Working data:
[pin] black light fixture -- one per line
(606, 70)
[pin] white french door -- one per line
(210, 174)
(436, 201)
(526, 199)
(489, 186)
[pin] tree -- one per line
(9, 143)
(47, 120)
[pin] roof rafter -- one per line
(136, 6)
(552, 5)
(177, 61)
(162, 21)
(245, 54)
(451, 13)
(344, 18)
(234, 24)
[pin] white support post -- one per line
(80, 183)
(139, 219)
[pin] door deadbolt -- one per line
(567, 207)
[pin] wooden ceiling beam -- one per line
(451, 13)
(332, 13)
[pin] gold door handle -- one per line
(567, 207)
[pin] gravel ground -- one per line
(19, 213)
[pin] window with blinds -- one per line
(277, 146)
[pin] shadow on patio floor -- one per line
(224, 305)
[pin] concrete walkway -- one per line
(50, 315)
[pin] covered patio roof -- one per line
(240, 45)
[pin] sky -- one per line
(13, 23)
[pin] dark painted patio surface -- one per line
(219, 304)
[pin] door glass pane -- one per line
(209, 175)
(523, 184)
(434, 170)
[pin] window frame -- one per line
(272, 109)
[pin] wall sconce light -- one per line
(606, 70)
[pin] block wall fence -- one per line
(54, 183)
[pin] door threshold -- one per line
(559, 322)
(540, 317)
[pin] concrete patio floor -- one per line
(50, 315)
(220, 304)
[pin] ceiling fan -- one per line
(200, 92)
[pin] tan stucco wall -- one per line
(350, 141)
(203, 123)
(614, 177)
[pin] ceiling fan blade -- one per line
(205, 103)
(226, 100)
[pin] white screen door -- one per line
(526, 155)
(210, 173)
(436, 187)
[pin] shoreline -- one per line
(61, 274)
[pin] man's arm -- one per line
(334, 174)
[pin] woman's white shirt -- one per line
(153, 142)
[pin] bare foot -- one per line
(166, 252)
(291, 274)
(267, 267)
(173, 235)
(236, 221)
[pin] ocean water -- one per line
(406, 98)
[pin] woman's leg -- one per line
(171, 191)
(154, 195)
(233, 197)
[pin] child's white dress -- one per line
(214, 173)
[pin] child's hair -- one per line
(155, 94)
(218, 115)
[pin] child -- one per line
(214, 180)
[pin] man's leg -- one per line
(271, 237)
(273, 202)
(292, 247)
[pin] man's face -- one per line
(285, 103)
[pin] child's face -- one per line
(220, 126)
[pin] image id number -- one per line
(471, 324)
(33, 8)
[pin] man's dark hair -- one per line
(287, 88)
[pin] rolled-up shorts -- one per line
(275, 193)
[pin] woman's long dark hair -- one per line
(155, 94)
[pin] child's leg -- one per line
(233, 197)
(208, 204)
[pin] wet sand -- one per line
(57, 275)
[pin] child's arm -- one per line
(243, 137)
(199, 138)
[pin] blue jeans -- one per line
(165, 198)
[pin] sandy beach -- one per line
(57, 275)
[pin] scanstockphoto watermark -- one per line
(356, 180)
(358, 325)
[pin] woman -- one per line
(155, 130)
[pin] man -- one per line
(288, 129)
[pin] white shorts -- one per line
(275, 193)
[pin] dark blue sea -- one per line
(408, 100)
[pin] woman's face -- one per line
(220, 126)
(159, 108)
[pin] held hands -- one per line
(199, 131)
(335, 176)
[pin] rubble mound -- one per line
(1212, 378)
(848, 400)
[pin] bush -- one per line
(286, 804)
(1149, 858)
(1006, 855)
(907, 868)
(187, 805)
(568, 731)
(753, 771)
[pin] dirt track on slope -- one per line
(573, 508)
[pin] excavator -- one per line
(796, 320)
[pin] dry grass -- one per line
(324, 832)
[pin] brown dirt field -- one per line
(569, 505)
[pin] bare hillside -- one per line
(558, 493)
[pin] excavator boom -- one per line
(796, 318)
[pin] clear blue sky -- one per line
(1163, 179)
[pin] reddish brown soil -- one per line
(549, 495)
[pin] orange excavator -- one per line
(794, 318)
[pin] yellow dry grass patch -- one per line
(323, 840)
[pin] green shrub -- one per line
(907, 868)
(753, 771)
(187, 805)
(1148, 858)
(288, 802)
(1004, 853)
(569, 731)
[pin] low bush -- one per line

Problem statement: Add -15 to every number in the coordinate pairs, and write out all lines again, including the ones without coordinates. Begin at the row that contains "[pin] orange excavator -- one per line" and stop after the last row.

Task answer:
[pin] orange excavator -- one per line
(779, 303)
[pin] yellow dry grass patch -- one per line
(308, 825)
[pin] green shrub -- one per line
(892, 853)
(738, 756)
(172, 790)
(1133, 843)
(273, 787)
(989, 838)
(554, 716)
[pin] low bush -- one per line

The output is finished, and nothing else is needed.